▶ [Task details]: Without the pictures, reproduce the records that follow exactly.

▶ [Records provided]:
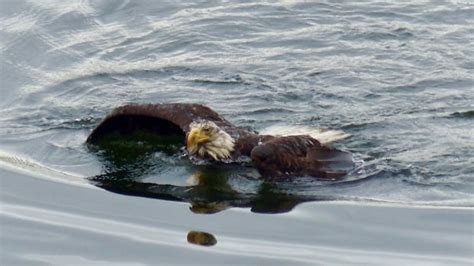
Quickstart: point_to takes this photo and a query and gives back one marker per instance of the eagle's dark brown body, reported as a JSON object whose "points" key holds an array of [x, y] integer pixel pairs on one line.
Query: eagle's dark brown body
{"points": [[273, 156]]}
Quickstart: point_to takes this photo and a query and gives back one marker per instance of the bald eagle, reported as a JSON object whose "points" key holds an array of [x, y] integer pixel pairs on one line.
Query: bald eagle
{"points": [[209, 136]]}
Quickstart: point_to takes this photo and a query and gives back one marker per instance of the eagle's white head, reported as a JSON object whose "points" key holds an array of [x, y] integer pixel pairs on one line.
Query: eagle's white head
{"points": [[206, 138]]}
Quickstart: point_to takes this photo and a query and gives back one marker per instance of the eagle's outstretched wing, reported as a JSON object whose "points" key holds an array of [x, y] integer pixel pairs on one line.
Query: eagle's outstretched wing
{"points": [[163, 119], [300, 155]]}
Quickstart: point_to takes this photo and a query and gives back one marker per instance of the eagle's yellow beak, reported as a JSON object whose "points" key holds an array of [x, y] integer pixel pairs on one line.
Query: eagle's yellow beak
{"points": [[195, 137]]}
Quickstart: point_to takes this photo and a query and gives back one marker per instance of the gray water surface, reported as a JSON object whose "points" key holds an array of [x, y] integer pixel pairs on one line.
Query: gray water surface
{"points": [[396, 76]]}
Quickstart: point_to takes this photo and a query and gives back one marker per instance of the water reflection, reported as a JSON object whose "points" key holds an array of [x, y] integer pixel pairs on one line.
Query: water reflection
{"points": [[129, 162], [201, 238]]}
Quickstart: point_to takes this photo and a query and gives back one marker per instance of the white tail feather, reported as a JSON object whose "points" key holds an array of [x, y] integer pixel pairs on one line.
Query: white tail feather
{"points": [[325, 136]]}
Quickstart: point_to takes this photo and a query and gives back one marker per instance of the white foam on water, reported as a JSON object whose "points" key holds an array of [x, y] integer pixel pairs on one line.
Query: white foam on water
{"points": [[32, 168]]}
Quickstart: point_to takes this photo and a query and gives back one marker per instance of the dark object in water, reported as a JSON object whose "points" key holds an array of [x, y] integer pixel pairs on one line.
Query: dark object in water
{"points": [[209, 136]]}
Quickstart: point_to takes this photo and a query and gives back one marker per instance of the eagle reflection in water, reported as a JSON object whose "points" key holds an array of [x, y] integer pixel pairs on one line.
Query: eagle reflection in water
{"points": [[127, 158]]}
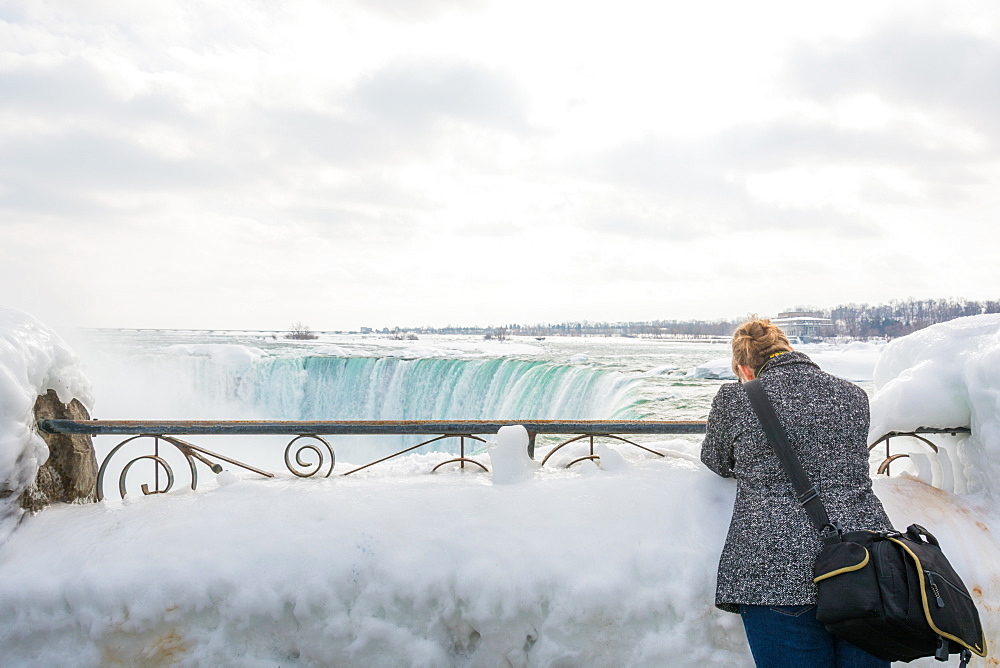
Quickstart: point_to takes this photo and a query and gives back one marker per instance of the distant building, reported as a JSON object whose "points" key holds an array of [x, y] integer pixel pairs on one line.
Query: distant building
{"points": [[804, 325]]}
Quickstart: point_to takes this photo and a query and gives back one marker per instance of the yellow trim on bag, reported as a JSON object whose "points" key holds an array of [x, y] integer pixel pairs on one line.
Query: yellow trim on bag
{"points": [[845, 569], [927, 611]]}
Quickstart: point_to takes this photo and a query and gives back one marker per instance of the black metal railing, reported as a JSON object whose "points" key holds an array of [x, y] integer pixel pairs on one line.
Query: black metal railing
{"points": [[314, 453]]}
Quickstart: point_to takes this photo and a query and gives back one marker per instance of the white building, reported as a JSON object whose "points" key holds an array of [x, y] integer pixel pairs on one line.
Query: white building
{"points": [[803, 324]]}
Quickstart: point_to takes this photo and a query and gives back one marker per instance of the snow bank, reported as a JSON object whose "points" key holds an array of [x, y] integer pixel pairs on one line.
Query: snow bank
{"points": [[435, 570], [509, 456], [33, 360], [593, 565], [947, 375]]}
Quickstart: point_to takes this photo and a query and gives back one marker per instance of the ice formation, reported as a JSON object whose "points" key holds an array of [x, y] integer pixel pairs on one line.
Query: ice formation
{"points": [[33, 360], [582, 566], [947, 375]]}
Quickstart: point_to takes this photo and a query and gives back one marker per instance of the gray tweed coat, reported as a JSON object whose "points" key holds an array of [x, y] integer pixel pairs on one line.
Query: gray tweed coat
{"points": [[771, 546]]}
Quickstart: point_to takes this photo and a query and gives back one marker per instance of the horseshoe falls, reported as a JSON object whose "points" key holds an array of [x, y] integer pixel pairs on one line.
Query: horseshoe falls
{"points": [[366, 388]]}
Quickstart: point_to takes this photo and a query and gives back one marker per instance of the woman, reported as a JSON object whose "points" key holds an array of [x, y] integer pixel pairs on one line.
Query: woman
{"points": [[765, 572]]}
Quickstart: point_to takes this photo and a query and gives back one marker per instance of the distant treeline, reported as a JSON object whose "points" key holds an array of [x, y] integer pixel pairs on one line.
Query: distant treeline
{"points": [[899, 318], [860, 321]]}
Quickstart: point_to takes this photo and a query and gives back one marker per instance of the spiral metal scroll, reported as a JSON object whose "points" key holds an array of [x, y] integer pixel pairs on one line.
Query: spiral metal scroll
{"points": [[889, 458], [307, 469], [159, 462], [192, 453], [592, 456]]}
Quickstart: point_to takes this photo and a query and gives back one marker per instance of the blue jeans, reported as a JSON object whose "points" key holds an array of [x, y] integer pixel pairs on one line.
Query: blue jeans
{"points": [[789, 635]]}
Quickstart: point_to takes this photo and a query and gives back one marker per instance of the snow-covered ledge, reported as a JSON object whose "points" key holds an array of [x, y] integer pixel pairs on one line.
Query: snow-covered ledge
{"points": [[39, 377], [947, 375]]}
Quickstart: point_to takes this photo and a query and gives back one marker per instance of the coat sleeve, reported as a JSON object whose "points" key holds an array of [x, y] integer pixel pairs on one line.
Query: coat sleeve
{"points": [[717, 448]]}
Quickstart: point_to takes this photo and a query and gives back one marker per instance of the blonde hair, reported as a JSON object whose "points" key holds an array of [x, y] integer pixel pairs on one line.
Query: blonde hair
{"points": [[755, 341]]}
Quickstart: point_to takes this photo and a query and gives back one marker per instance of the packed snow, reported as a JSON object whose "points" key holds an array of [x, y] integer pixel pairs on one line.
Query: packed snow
{"points": [[606, 563]]}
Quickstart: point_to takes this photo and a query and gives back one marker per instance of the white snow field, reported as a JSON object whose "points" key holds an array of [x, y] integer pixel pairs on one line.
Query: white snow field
{"points": [[393, 566]]}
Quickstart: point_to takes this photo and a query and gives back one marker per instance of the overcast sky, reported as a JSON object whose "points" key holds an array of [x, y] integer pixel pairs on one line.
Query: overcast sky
{"points": [[251, 163]]}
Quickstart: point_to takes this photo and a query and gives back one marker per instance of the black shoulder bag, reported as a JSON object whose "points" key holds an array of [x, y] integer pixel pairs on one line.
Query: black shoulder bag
{"points": [[893, 594]]}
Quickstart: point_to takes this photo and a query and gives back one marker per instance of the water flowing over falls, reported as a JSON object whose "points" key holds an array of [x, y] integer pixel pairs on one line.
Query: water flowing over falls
{"points": [[369, 388], [226, 381], [313, 388]]}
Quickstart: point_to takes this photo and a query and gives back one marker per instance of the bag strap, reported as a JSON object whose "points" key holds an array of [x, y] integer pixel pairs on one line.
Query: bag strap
{"points": [[805, 491]]}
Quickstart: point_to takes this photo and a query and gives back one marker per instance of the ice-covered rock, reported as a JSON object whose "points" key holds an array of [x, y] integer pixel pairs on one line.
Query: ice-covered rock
{"points": [[33, 360], [947, 375]]}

▶ [Exercise answer]:
Quickstart: point_to takes this photo and a query and gives back one marker per instance of the eagle's dark brown body, reported as a JSON object whose "points" key holds an array of [x, y] integer pixel pairs on one line.
Query: eagle's dark brown body
{"points": [[273, 156]]}
Quickstart: point_to takes this photo and a query and gives back one marker per instance of the bald eagle, reported as a JSON object whose "points" key holds an array of [x, y] integer pixel pairs on one line.
Query: bald eagle
{"points": [[209, 136]]}
Quickstart: point_to takes this photo and a query and gives back one marker per instance of the eagle's white head, reported as a JSON object whose "points" key holds an array of [x, y] integer pixel pairs on one line.
Query: eagle's white head
{"points": [[206, 138]]}
Quickstart: point_to takes this photo and a query and gives back one marker per instance of the eagle's outstretched wing, reported as a JSON object whose "points" key holds an array of [x, y] integer pixel pairs on one line.
Query: eagle's outstretched wing
{"points": [[163, 119], [300, 155]]}
Quickstart: point_to takes this photo and a query and gives back one marker per instance of the eagle's yellow beak, reported as a JSON object whose "points" key holds an array of [x, y] integer pixel pairs on one line.
Query: eagle's yellow beak
{"points": [[195, 137]]}
Quickstart: point_to takes this photo and a query and gives back one marker per instance of the gray water surface, reported as a JSON object whose "points" key holds an array of [x, y] integer pixel pairs on one line.
Query: gray water surface
{"points": [[396, 76]]}
Quickstart: point_to takes this photo and a query and gives back one marker per instance of the water reflection, reported as a JSON object whose "points" key holds an array of [x, y] integer pixel pairs on one line.
Query: water reflection
{"points": [[129, 162], [201, 238]]}
Quickstart: point_to takes this photo and a query and gives back one marker per instance of the white tail feather, reported as a JSON object whose "points" key holds an array of [x, y] integer pixel pairs on one line.
Query: white tail feather
{"points": [[325, 136]]}
Quickstart: point_to takes this photo and a query and gives back one marker per instance of the white foam on water, reported as a JSON object whose "points" key holds an array of [x, y] integer pixel pairs on one line.
Query: white foam on water
{"points": [[32, 168]]}
Quickstart: point_to takes this photo and a query and gives back one marker per instance of the dark object in water, reported as a JSON object whose "points" key holds an array of [x, y] integer pixel pairs on one line.
Query: dark object in water
{"points": [[209, 136]]}
Quickstart: point_to takes this photo and a query and gives back one marker per instance of the eagle reflection in water, reported as a JSON object whose "points" key holds an array of [x, y] integer pixel pairs on one line.
Query: eagle reflection in water
{"points": [[127, 158]]}
Quickstart: point_to takes this photo and a query and gives back one marker per instance of the distant building, reported as a JSON object whose "points" key holds an array of [x, y] integer pixel pairs on one line.
Query: distant building
{"points": [[804, 325]]}
Quickstart: point_to takes this photo and a query and gives back one marker per instance of the yellow trim on bag, reported as a JSON object whose "points" key holds an array of [x, y] integer pixel pairs on one line.
Query: yellow trim on bag
{"points": [[845, 569], [927, 611]]}
Quickstart: point_to takes this photo and a query and gives back one marker per instance of the black metal railing, reported as a JSON object whose "points" key holds an array of [x, y] integer pixel pairs on one line.
Query: black metal railing
{"points": [[314, 453]]}
Quickstart: point_to takes this photo and a query and gives back one marker per instance of the white building, reported as a JSON object whose "points" key holds an array of [x, y] integer pixel pairs on one line.
Query: white building
{"points": [[803, 324]]}
Quickstart: point_to takes this photo and a query and gives back one marker per instance of the snow bank, reported as a JSON object whose "points" key holds an array of [x, y] integer pixel pairs on one line.
Query: snow bank
{"points": [[435, 570], [509, 456], [33, 360], [593, 565], [947, 375]]}
Quickstart: point_to takes this photo and a query and gives back one marker per instance of the ice formation, reported as a JSON object whose "points" key holds an array of [x, y] integer pixel pairs on one line.
Query: ice formation
{"points": [[33, 360], [582, 566], [947, 375]]}
Quickstart: point_to takes this photo and a query and gives back one marker per instance of the gray tweed coat, reported as a JSON object whose "points" key holds an array of [x, y] integer pixel pairs on one line.
Query: gray tweed coat
{"points": [[771, 546]]}
Quickstart: point_to takes this photo and a query and gives back one marker per instance of the horseshoe falls, reported as a JSON object whose "points" key holds an array of [x, y] integer pixel pairs on one line.
Query: horseshoe falls
{"points": [[366, 388]]}
Quickstart: point_to takes this photo and a query and gives back one marker per instance of the woman, reported as a JSON object whose "points" key holds an array of [x, y] integer pixel pairs on one line.
Query: woman
{"points": [[765, 572]]}
Quickstart: point_to takes this photo and a query and gives back one marker per instance of the distant treeline, reported as a JSON object whose "points" key holds an array of [x, y] integer pixel pairs on one line.
Query: distant treeline
{"points": [[899, 318], [860, 321]]}
Quickstart: point_to takes this photo and a query and gives back one marker per instance of the spiral metal scroll, reported as a JSON object whose "points" key holds an array of [x, y] integer pixel pairs on one line.
Query: spiral metal scroll
{"points": [[889, 458], [307, 469], [159, 462], [192, 453], [592, 456]]}
Quickstart: point_to takes this photo and a query and gives back one marker per instance of the blue jeans, reported as a JSON object whose "points" key holds an array of [x, y] integer pixel pairs on one line.
Query: blue jeans
{"points": [[789, 635]]}
Quickstart: point_to takes this photo and a query and gives back one marker per instance of the snow-covered ledge, reported as a JSON object whose "points" key holds an array of [x, y] integer pixel pairs on one line.
Query: snow-covered ledge
{"points": [[39, 377], [947, 375]]}
Quickstart: point_to takes this photo and a query and gives back one marker per instance of the coat sleeve, reported as a JSON object whose "points" key holds an array of [x, y] integer pixel pairs on one line.
Query: coat sleeve
{"points": [[717, 448]]}
Quickstart: point_to takes this photo and a query and gives back one marker per instance of the blonde hair, reported as a JSON object whose "points" key holds an array of [x, y] integer pixel pairs on one line.
Query: blonde hair
{"points": [[755, 341]]}
Quickstart: point_to takes this photo and a query and gives back one marker per instance of the packed snow, reported as a JSON object whose "points" key holds an array of [x, y] integer pixel pairs on one line.
Query: packed snow
{"points": [[606, 563]]}
Quickstart: point_to takes this photo and a query and gives back one marker per instance of the white snow field, reported as a JSON object whose "points" key holds an array of [x, y] integer pixel pairs on one line.
Query: white snow field
{"points": [[393, 566]]}
Quickstart: point_to takes this photo and a query and gives back one marker per instance of the overcast sky, reported as a JSON object whose "points" key holds an array of [x, y] integer pixel pairs on one line.
Query: overcast sky
{"points": [[251, 163]]}
Quickstart: point_to takes this photo and a query and gives back one marker per instance of the black shoulder bag, reported as a JSON object whose "points" key holds an array of [x, y] integer pixel pairs on one line.
Query: black shoulder bag
{"points": [[893, 594]]}
Quickstart: point_to takes this photo and a query and gives back one marker per instance of the water flowing over falls, reported as a JSON object whose "points" key holds an array of [x, y] integer pixel pairs on one line.
Query: water flowing over falls
{"points": [[369, 388], [226, 381], [313, 388]]}
Quickstart: point_to takes this photo and a query and gives back one marker per instance of the bag strap, reported as a JSON object whose "points" key holds an array of [x, y] integer pixel pairs on one line.
Query: bag strap
{"points": [[805, 491]]}
Quickstart: point_to takes this photo and a query and gives back one marker per instance of the ice-covered rock, reported as a JSON object whose "points" key holds an array of [x, y] integer pixel pairs on one line.
Query: ice-covered rock
{"points": [[33, 360], [947, 375]]}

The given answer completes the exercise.